--- BEGIN Page ---

For a more in depth understanding of this co-created research practice, have a listen to our Collaboratory Conversation episode with Kaira. Throughout her research process, Kaira was acutely aware of how her position as researcher gave her implicit power in the process.
[00:08:54] Kaira Zoe Cañete: As researchers, we might not be too conscious that the moment that we even identify our research questions, that is already power, right? Because you’re already setting the parameters of what is valued and what is not valued, and what should be looked into in more detail. The kind of questions that you ask is also an exercise of power. And even how you interpret your data is all about power. And so, in this sense, I wanted to bring in study participants in terms of sharing the research process. Not just as something that I dictate, but it’s something that they actually have influence and control over.
So, for example, the decision to let study participants decide on the photographs that they want to take was already a shift in that power because they decided what was relevant or not. To be able to discuss these among themselves and to decide which ones should go into the research and should be part of the interview without me saying that, okay, this should be the way to go. So, I think that’s a way to share power as well.
And to give them a space to even criticize me. There are some researchers who are, you know, hesitant to do that because there’s also that idea that who knows more in this particular context. So, to allow your participants to also criticize your work is actually for me, a step in the right direction that we are not all knowing as researchers.
[00:10:37] Nicole Deen: Whether we are working in a research setting or engaging with people in other co-creative initiatives, recognizing our positionality up front can help us to identify possible blind spots, assess our roles in a process, and if we should continue them. As a strategic designer working in Aotearoa, New Zealand and Australia, Emma Blomkamp has had to come face to face with her own position and power on a variety of occasions.

--- END Page ---
--- BEGIN Information given ---

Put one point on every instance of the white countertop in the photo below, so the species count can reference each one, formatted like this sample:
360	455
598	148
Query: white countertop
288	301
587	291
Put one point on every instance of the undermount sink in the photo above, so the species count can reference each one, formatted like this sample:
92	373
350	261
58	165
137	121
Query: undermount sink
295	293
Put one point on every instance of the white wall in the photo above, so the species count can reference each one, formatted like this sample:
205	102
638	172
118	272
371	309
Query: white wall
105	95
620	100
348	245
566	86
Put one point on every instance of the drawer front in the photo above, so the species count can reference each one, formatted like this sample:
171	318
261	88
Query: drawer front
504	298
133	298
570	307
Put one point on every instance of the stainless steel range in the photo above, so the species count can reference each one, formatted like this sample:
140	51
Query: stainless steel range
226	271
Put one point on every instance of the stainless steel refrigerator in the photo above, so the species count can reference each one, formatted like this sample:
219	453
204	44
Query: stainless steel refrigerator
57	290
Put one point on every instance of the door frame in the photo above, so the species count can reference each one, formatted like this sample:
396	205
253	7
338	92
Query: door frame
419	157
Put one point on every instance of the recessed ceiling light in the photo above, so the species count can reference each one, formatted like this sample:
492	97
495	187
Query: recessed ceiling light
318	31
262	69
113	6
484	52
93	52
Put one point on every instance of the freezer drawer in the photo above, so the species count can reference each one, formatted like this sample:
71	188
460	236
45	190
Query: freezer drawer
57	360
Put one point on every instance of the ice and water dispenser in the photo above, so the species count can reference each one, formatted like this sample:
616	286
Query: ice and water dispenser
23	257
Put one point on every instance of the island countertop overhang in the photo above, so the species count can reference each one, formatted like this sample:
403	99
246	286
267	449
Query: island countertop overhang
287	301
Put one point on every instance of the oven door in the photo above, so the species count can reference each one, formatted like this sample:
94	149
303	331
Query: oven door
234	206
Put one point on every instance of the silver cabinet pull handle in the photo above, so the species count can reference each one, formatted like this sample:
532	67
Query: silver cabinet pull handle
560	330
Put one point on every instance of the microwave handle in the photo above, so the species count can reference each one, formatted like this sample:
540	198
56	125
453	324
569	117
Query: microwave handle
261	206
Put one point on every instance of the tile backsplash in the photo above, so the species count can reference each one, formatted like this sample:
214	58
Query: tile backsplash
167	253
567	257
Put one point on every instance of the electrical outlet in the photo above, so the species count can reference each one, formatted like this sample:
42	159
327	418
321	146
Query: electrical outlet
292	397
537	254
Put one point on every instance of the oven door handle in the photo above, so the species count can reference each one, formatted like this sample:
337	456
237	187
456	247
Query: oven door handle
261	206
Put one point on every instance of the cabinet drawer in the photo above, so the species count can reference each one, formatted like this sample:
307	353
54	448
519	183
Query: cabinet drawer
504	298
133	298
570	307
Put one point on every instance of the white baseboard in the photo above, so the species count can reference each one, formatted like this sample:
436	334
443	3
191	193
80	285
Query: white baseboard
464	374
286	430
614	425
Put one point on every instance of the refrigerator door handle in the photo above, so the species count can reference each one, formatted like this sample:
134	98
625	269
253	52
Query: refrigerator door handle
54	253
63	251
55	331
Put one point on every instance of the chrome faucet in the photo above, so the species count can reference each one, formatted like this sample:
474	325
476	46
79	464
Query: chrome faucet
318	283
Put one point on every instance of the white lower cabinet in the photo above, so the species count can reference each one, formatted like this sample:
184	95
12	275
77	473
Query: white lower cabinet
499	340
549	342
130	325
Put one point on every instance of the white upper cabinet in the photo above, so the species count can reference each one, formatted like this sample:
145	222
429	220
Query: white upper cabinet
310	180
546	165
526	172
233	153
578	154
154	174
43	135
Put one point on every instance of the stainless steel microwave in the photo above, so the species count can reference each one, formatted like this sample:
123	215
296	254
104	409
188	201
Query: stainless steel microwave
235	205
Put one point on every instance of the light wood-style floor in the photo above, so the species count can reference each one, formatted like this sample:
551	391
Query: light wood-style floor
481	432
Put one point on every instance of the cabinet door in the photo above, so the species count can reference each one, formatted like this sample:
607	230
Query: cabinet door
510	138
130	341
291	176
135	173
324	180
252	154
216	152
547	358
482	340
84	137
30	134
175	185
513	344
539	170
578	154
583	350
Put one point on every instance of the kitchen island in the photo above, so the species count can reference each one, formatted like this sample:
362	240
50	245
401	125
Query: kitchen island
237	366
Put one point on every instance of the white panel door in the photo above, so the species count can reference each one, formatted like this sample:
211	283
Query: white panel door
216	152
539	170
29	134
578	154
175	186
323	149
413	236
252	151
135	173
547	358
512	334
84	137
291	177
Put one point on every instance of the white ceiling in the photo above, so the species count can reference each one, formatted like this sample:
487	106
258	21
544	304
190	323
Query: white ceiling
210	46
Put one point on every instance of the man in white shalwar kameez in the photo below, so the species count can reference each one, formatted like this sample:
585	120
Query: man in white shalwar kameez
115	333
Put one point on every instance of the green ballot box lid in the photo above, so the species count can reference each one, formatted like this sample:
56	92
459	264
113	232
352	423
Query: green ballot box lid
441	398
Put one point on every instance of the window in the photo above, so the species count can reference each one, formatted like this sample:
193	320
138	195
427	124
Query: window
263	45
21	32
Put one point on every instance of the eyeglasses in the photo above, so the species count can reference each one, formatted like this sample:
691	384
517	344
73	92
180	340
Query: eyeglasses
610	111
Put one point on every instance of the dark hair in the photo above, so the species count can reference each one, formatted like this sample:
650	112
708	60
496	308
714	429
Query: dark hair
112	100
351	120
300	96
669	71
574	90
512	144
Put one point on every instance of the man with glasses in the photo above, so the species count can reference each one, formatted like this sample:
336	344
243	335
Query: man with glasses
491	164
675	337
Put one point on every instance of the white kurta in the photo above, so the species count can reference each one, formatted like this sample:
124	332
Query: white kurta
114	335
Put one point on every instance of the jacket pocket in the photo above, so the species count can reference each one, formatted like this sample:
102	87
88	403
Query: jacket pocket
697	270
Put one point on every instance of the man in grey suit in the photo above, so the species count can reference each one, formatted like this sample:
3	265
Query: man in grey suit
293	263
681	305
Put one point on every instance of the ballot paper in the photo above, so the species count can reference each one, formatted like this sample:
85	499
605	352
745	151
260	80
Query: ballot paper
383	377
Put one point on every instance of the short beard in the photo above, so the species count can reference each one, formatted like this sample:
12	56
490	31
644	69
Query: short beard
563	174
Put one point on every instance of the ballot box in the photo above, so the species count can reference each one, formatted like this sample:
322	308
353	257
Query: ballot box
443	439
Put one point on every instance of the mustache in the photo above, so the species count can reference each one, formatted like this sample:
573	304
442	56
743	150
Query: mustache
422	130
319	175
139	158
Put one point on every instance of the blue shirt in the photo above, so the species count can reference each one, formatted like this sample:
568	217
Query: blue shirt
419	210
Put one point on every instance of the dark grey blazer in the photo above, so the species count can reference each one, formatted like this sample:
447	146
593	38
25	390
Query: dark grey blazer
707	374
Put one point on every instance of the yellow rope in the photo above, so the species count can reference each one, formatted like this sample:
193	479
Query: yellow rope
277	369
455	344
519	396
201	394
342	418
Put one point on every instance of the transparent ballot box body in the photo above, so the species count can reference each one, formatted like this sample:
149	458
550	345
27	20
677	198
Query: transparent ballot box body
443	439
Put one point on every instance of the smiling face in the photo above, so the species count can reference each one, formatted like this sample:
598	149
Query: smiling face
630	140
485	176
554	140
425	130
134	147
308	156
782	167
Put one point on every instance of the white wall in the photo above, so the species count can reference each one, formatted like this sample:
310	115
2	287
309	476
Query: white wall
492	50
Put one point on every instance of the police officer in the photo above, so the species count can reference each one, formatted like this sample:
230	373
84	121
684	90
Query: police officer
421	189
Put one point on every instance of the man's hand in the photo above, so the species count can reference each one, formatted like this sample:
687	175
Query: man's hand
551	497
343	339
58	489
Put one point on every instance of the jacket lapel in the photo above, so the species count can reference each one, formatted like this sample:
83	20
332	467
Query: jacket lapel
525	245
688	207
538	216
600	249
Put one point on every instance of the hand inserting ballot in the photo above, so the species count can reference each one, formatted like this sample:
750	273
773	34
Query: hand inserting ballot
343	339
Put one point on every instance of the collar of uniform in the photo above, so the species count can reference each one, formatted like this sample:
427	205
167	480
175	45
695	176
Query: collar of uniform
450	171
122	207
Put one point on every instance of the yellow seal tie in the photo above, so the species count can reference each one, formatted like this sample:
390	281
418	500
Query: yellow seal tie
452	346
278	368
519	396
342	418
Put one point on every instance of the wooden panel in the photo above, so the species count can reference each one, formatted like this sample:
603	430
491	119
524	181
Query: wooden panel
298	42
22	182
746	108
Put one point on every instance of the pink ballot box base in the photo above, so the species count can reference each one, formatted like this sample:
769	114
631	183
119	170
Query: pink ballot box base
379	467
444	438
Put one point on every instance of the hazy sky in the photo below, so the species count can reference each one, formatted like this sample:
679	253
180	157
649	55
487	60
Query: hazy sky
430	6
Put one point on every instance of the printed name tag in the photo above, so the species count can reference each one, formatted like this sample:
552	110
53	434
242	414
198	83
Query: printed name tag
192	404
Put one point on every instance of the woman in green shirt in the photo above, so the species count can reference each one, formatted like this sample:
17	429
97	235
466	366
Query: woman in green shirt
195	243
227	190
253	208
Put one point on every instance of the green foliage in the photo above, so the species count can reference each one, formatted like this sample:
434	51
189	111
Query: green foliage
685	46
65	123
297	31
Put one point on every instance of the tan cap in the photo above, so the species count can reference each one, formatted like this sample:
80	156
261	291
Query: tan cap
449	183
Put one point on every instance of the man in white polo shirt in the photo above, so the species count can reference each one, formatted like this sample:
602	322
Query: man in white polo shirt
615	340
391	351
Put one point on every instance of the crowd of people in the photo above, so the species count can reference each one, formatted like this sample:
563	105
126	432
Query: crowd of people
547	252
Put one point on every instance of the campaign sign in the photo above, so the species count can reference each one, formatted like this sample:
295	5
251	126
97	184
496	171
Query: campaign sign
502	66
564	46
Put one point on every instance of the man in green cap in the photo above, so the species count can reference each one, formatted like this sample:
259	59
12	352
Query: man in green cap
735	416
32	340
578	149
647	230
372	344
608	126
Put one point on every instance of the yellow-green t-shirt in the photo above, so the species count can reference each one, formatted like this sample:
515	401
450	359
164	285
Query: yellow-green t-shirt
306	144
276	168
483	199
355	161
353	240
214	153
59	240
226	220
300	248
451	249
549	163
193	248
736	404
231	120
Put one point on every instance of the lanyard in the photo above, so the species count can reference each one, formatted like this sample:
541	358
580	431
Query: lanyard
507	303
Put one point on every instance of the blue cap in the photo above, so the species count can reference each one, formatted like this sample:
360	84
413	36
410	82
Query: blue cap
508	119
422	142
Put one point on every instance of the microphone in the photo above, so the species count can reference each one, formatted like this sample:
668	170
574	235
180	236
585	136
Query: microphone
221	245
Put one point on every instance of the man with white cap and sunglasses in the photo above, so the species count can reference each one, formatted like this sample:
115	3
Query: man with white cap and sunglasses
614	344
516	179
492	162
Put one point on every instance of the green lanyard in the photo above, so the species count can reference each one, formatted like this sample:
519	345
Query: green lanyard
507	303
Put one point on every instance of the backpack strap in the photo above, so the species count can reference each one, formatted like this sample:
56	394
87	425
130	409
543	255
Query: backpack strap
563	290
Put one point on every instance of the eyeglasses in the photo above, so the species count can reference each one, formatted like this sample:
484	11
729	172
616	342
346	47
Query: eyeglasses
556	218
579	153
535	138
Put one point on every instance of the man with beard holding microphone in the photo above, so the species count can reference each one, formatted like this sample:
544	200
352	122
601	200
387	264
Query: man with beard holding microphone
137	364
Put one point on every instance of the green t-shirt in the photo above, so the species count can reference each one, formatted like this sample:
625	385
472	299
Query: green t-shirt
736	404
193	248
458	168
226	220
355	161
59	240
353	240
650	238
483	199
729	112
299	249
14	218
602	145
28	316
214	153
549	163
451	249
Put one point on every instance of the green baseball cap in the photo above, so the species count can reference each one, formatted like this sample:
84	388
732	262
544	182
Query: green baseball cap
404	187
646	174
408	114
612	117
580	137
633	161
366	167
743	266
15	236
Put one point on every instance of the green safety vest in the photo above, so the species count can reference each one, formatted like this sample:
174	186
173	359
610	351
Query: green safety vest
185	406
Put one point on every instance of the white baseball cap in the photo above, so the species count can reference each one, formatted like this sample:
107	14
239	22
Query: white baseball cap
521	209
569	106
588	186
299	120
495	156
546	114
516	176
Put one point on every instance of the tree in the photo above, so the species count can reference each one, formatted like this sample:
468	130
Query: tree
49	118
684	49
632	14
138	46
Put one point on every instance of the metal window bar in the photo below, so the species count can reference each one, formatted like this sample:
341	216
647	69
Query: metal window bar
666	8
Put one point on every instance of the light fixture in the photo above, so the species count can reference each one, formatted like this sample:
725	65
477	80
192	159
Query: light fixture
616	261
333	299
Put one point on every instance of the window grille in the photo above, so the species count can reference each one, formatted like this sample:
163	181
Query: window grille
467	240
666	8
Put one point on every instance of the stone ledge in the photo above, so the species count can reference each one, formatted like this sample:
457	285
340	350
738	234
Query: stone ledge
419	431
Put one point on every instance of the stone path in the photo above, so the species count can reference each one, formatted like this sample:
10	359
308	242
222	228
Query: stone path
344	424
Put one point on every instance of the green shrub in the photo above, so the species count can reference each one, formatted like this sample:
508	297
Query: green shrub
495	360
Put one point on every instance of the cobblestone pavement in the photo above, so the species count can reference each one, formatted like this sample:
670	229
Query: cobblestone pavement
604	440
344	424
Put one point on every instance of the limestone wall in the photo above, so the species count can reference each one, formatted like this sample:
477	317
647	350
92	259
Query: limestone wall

--- END Information given ---

▸ What you need to do
Copy the research-power transcript word for word from "And to give" to "variety of occasions.".

▸ Worked solution
And to give them a space to even criticize me. There are some researchers who are, you know, hesitant to do that because there’s also that idea that who knows more in this particular context. So, to allow your participants to also criticize your work is actually for me, a step in the right direction that we are not all knowing as researchers.
[00:10:37] Nicole Deen: Whether we are working in a research setting or engaging with people in other co-creative initiatives, recognizing our positionality up front can help us to identify possible blind spots, assess our roles in a process, and if we should continue them. As a strategic designer working in Aotearoa, New Zealand and Australia, Emma Blomkamp has had to come face to face with her own position and power on a variety of occasions.